*Task requirements*: Set down, without alteration, the lines from the one that contains "Note: locate the utility" through the final line of the material below.

— BEGIN Data rows —

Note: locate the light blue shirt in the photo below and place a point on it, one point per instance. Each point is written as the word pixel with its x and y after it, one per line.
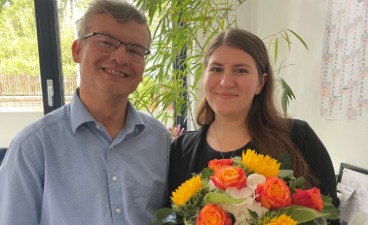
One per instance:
pixel 64 169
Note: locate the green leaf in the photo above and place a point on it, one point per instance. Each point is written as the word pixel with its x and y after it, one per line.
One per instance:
pixel 303 214
pixel 286 96
pixel 299 38
pixel 276 50
pixel 218 198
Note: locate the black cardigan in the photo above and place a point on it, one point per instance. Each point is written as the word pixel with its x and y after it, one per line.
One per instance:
pixel 185 155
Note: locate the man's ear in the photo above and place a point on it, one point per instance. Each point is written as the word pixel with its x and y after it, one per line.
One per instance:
pixel 76 48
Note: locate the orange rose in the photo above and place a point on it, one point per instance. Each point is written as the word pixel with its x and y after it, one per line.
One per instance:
pixel 229 176
pixel 274 193
pixel 217 163
pixel 212 214
pixel 310 198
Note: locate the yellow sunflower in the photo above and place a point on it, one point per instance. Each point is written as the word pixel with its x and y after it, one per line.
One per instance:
pixel 282 220
pixel 258 163
pixel 185 191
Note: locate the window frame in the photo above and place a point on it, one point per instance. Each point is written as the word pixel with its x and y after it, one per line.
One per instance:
pixel 47 24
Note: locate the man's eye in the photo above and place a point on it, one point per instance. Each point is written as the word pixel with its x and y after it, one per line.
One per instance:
pixel 215 69
pixel 134 50
pixel 106 43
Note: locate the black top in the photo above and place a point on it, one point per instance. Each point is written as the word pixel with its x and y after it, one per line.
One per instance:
pixel 190 154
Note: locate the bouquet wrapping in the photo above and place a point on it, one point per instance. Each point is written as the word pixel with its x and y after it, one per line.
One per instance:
pixel 247 190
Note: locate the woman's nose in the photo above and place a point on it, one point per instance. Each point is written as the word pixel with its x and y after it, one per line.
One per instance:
pixel 227 80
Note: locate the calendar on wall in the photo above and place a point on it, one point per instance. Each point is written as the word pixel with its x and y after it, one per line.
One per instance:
pixel 344 78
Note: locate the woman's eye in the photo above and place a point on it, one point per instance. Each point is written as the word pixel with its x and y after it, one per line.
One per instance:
pixel 241 71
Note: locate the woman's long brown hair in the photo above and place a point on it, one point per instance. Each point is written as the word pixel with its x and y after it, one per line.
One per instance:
pixel 269 130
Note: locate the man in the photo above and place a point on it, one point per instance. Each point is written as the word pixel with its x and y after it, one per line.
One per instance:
pixel 95 161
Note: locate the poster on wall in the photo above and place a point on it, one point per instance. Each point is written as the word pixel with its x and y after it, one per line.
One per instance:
pixel 344 78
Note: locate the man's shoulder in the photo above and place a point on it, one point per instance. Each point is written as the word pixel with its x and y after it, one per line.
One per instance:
pixel 152 122
pixel 44 123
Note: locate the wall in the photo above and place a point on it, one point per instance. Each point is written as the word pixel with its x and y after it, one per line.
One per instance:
pixel 345 140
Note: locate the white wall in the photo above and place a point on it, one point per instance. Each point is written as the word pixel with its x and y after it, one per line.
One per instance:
pixel 346 141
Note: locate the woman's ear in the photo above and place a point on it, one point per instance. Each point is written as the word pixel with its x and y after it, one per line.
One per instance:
pixel 262 81
pixel 76 48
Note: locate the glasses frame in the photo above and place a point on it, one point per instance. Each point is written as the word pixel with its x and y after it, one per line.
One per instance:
pixel 147 51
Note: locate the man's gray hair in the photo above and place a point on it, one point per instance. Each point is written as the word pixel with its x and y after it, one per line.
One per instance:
pixel 120 10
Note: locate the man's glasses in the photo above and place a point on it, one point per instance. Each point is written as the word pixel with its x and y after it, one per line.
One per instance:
pixel 109 44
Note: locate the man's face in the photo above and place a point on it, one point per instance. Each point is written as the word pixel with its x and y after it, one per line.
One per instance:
pixel 117 72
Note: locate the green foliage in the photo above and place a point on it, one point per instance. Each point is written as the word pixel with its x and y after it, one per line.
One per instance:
pixel 18 51
pixel 181 30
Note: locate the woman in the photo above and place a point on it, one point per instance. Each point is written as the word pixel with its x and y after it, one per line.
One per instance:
pixel 238 112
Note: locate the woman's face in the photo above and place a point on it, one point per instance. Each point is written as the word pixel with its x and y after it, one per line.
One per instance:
pixel 231 82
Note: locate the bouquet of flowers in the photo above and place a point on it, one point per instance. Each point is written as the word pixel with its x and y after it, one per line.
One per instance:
pixel 247 190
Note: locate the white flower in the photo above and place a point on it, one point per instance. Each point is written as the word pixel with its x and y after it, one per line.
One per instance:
pixel 241 211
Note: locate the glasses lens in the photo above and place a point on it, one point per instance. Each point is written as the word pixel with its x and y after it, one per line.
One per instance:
pixel 136 52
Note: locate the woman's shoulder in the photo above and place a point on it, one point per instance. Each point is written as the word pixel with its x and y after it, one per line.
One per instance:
pixel 298 125
pixel 188 140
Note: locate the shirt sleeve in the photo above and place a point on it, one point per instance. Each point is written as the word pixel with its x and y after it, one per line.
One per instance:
pixel 21 186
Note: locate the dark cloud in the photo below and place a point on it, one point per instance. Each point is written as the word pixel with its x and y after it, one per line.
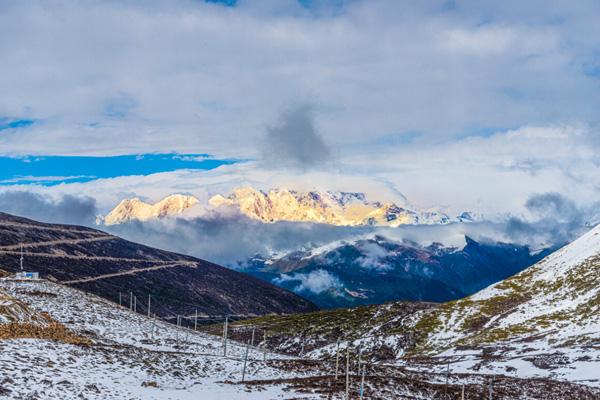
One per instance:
pixel 67 209
pixel 295 142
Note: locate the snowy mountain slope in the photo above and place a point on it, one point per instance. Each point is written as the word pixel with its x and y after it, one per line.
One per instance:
pixel 543 322
pixel 131 356
pixel 335 208
pixel 558 299
pixel 107 265
pixel 136 209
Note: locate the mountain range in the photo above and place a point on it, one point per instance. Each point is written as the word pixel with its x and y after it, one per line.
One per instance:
pixel 136 209
pixel 377 270
pixel 542 323
pixel 326 207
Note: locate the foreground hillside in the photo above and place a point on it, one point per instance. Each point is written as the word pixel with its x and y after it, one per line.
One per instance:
pixel 108 352
pixel 109 266
pixel 541 323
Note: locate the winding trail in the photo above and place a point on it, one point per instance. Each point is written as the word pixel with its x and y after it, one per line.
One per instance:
pixel 52 228
pixel 127 272
pixel 55 242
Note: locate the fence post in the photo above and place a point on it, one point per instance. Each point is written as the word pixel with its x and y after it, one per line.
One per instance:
pixel 245 361
pixel 362 382
pixel 347 372
pixel 265 344
pixel 225 336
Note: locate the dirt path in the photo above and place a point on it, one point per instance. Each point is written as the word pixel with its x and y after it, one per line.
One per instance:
pixel 61 241
pixel 128 272
pixel 51 228
pixel 96 258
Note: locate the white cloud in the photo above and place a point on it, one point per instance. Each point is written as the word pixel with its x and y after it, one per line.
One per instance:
pixel 130 77
pixel 317 281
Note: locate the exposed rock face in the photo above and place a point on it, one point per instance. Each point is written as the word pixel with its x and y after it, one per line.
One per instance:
pixel 378 270
pixel 335 208
pixel 136 209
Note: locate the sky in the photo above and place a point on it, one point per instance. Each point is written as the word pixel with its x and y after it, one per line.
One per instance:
pixel 458 105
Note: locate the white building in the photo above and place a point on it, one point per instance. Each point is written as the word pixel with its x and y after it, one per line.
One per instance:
pixel 27 275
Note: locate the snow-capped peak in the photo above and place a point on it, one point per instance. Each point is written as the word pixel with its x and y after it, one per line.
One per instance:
pixel 136 209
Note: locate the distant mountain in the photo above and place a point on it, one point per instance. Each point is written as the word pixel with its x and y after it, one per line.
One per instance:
pixel 378 270
pixel 543 322
pixel 335 208
pixel 107 265
pixel 135 209
pixel 326 207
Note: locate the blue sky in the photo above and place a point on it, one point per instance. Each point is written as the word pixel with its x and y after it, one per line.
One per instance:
pixel 53 170
pixel 458 103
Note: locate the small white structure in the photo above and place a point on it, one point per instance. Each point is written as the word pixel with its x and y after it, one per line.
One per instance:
pixel 23 275
pixel 27 275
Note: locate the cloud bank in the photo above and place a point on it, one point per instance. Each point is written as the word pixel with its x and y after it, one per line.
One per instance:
pixel 66 209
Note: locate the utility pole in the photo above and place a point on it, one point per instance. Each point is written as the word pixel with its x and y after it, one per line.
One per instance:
pixel 265 344
pixel 225 336
pixel 245 361
pixel 347 372
pixel 337 358
pixel 447 376
pixel 362 383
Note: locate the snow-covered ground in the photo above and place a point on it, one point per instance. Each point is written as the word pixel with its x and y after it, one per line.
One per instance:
pixel 133 357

— END Data rows —

*Reply*:
Note: locate the utility pole in the photo above and place a point on it, one point per instance. Each point is written as the word pixel with its x and y after it, one per line.
One per instance:
pixel 265 344
pixel 225 336
pixel 245 361
pixel 347 372
pixel 337 358
pixel 447 376
pixel 362 383
Note: locate the snow-covered ground in the photo above and place a point on it, one point per instance. Each point is written as the word pixel with its x and y after it, one per line.
One per instance:
pixel 133 357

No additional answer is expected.